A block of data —
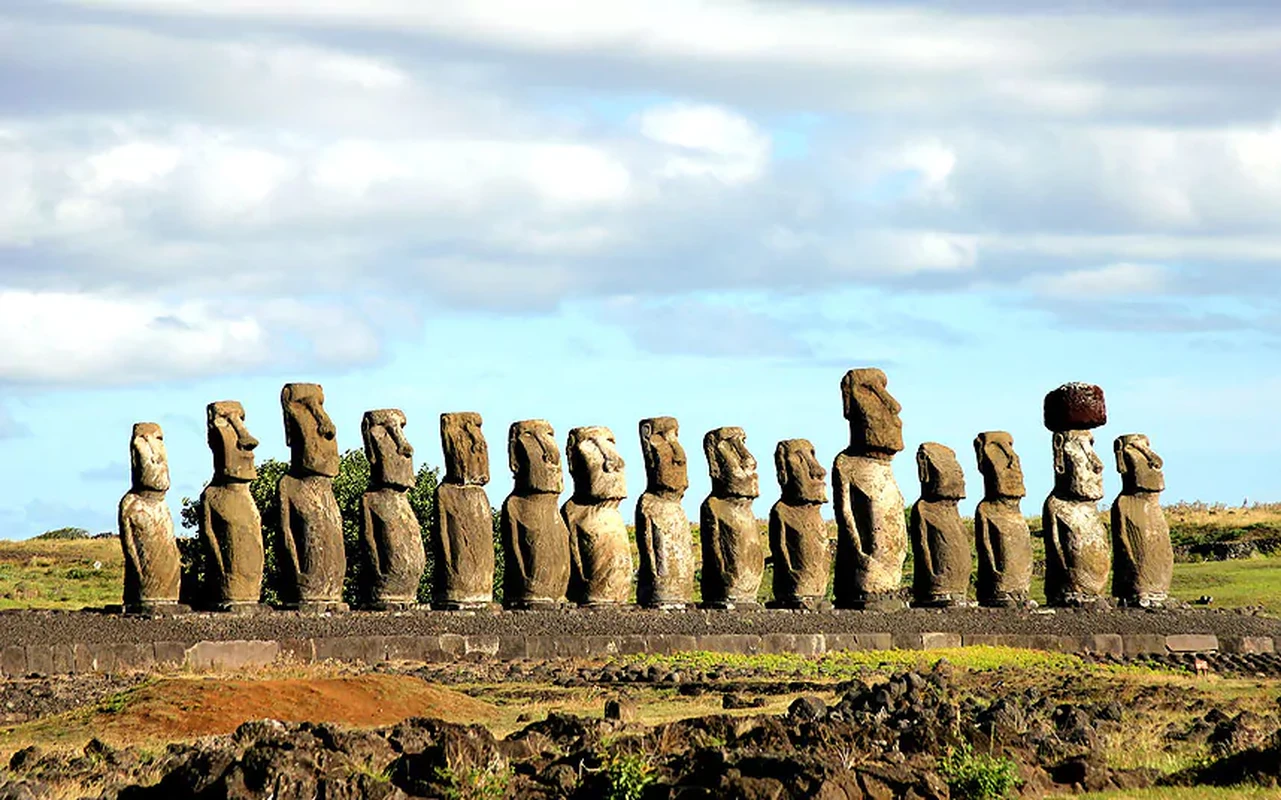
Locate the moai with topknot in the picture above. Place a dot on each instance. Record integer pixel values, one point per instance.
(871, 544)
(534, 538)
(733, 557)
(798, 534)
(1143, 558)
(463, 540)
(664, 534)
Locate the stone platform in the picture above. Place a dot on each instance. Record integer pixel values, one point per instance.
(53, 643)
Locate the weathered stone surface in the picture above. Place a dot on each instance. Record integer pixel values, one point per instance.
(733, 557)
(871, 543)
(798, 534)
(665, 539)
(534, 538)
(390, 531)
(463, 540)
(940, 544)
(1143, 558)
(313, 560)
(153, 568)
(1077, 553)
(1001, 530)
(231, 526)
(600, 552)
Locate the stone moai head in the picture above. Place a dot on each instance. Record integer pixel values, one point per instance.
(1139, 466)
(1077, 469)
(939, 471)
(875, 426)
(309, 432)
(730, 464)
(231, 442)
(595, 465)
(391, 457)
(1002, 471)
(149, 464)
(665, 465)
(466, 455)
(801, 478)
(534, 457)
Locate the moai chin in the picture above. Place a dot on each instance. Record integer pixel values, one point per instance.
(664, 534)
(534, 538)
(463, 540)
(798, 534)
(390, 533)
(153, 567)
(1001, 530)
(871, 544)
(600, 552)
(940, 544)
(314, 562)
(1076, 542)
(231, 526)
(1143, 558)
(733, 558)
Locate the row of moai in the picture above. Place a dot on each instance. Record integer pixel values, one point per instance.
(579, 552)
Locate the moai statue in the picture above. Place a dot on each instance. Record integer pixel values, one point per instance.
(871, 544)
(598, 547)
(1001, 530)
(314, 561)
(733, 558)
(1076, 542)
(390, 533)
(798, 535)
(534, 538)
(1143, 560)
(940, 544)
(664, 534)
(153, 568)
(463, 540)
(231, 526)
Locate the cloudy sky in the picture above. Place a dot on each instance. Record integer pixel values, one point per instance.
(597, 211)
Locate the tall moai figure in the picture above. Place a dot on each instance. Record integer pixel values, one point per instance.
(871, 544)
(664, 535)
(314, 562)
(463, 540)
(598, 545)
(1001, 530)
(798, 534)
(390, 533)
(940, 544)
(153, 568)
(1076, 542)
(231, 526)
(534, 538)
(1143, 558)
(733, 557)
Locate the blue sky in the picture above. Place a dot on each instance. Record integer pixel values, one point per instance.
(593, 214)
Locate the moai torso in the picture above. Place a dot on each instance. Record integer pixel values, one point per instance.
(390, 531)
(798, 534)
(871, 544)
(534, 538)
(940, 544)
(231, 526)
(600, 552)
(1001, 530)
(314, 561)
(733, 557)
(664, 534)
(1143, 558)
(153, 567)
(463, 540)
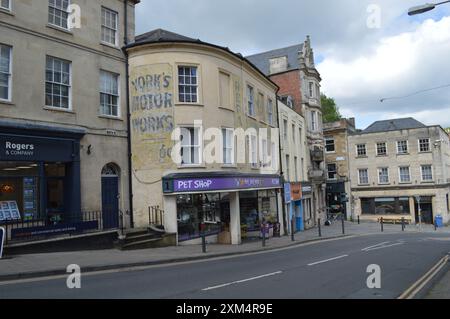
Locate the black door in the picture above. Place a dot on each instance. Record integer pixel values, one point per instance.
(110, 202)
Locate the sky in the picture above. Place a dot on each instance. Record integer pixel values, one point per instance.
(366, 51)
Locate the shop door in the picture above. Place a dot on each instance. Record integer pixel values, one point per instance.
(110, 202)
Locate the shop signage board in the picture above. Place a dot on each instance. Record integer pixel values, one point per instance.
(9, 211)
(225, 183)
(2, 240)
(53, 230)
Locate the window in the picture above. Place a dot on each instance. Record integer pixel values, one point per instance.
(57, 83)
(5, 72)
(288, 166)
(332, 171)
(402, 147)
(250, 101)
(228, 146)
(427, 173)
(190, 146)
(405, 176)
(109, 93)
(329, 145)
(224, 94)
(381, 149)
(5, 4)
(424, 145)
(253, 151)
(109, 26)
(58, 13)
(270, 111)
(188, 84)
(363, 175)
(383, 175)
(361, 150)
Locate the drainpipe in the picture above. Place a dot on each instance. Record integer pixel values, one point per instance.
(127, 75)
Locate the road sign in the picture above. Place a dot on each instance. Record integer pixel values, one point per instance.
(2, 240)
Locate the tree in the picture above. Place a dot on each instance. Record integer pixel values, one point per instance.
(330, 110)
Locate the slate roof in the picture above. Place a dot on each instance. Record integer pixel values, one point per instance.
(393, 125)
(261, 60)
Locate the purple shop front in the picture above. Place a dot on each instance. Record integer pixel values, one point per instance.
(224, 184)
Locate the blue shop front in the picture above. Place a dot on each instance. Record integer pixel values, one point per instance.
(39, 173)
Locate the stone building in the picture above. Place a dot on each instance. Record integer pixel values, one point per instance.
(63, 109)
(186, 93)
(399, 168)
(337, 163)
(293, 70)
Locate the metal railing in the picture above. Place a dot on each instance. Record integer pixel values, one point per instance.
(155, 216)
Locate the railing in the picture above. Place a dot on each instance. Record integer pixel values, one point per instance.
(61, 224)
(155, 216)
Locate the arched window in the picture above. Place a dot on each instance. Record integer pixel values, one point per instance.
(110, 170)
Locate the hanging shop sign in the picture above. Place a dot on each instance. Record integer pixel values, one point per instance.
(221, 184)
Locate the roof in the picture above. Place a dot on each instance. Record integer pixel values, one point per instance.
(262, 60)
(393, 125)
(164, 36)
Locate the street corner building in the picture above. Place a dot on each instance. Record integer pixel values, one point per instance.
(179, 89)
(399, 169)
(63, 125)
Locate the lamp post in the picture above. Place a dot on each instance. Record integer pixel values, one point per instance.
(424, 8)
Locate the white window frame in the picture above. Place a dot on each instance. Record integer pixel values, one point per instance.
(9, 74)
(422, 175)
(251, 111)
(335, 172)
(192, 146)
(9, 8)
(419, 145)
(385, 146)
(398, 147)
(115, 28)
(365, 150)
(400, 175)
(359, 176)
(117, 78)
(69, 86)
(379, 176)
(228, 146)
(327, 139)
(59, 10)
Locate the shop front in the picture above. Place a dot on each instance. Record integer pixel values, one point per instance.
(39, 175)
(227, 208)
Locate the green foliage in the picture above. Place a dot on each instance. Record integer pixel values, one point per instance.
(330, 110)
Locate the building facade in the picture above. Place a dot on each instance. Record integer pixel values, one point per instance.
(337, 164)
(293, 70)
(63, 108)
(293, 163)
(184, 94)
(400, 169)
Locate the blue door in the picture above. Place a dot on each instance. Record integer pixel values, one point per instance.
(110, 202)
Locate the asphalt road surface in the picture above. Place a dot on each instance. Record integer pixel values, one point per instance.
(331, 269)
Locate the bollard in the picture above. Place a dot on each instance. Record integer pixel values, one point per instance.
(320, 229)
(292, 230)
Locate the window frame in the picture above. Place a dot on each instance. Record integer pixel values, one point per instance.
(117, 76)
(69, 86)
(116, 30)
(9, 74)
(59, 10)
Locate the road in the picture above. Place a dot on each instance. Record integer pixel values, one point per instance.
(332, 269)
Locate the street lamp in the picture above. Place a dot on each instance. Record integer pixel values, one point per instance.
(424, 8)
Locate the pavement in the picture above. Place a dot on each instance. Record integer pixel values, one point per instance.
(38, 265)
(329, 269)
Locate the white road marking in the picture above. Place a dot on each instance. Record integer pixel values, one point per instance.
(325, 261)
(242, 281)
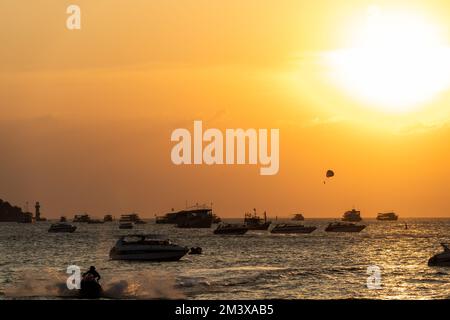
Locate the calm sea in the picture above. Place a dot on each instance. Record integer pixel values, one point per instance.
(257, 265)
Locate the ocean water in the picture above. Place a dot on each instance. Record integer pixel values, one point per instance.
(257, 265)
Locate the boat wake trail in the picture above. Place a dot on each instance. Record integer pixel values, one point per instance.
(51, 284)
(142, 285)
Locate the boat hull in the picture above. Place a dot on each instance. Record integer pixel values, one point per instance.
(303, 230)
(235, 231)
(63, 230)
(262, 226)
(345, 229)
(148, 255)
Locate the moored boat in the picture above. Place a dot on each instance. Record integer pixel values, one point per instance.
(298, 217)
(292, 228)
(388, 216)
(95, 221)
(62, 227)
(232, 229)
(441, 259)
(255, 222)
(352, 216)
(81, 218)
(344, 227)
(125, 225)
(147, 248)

REQUEST —
Beginning at the line containing "Locate the boat wake", repeat each line exactly through the last line of the entries, and include no other lines.

SOLUTION FOR THIS EXERCISE —
Locate the boat wake trail in the picture above. Place a dot on each instance. Record integer pixel values, one point per instance.
(51, 284)
(142, 285)
Locate the boat hull in the picture above. Place a dot on each instance. Record integer pixel values, one point per instance.
(303, 230)
(235, 231)
(63, 230)
(262, 226)
(345, 229)
(148, 255)
Locate the moored boat in the picture above. Place a dot on each instance. Record integer pixel values, one point per instance.
(298, 217)
(292, 228)
(388, 216)
(95, 221)
(62, 227)
(232, 229)
(441, 259)
(255, 222)
(352, 216)
(81, 218)
(344, 227)
(125, 225)
(147, 248)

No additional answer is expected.